Recatosi a Napoli nel 1821 per gli studi universitari, si laureò in legge e iniziò la pratica forense, legandosi subito a L. Romano e affermandosi nel foro della capitale per la speciale competenza nelle questioni demaniali. Nel 1836 sposò la casertana Giuseppina Maielli, figlia di un consigliere d'intendenza imparentata per via materna coi marchesi Isastia, e da lei ebbe cinque figli.

_Cosa fare:_
a) Secondo il brano, in quale anno avvenne il matrimonio con Giuseppina Maielli?
b) Indica per favore quante righe dei record contengono la parola "wall". Scrivi solo il numero.

_Estratto dati:_
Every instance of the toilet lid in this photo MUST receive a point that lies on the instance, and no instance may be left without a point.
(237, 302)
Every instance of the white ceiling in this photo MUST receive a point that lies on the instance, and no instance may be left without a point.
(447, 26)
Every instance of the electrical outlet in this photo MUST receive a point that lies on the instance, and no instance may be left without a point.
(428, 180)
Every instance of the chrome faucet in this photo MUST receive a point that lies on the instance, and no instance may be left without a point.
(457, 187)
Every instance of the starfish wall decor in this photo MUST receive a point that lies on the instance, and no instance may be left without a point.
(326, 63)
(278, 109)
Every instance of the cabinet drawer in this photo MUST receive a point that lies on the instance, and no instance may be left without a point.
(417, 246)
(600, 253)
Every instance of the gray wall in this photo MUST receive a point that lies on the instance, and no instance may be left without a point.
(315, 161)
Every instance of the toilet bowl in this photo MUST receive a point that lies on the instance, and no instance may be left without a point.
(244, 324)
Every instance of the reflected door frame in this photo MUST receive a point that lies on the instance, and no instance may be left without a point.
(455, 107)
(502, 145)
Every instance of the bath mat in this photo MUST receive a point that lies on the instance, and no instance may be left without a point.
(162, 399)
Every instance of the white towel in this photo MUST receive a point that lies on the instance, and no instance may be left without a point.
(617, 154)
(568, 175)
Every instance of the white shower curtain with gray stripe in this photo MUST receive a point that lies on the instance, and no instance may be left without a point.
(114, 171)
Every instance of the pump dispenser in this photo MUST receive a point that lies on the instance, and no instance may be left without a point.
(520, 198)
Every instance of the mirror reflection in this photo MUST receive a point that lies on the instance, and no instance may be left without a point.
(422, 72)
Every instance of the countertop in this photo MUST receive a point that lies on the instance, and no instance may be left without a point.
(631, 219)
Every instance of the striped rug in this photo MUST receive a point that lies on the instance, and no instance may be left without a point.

==

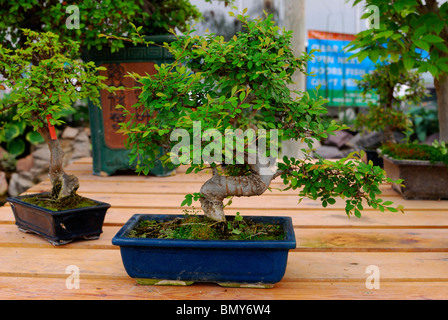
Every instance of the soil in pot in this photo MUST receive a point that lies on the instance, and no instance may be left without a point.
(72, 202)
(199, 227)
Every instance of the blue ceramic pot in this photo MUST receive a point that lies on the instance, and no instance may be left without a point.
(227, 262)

==

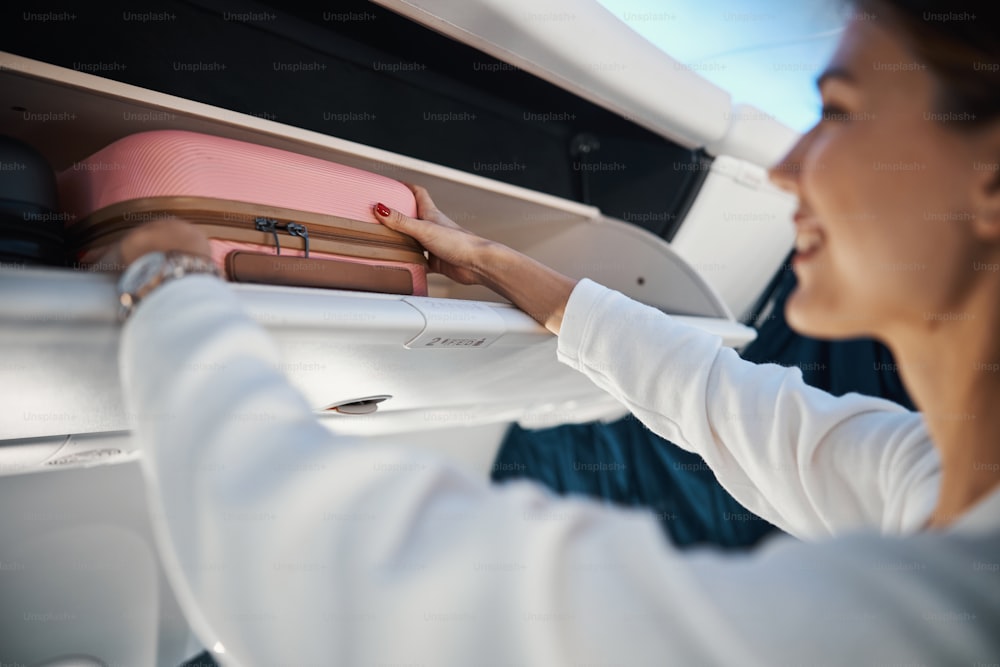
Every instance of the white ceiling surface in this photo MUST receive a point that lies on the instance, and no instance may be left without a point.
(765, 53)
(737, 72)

_Risposte date:_
a) Nel 1836.

b) 2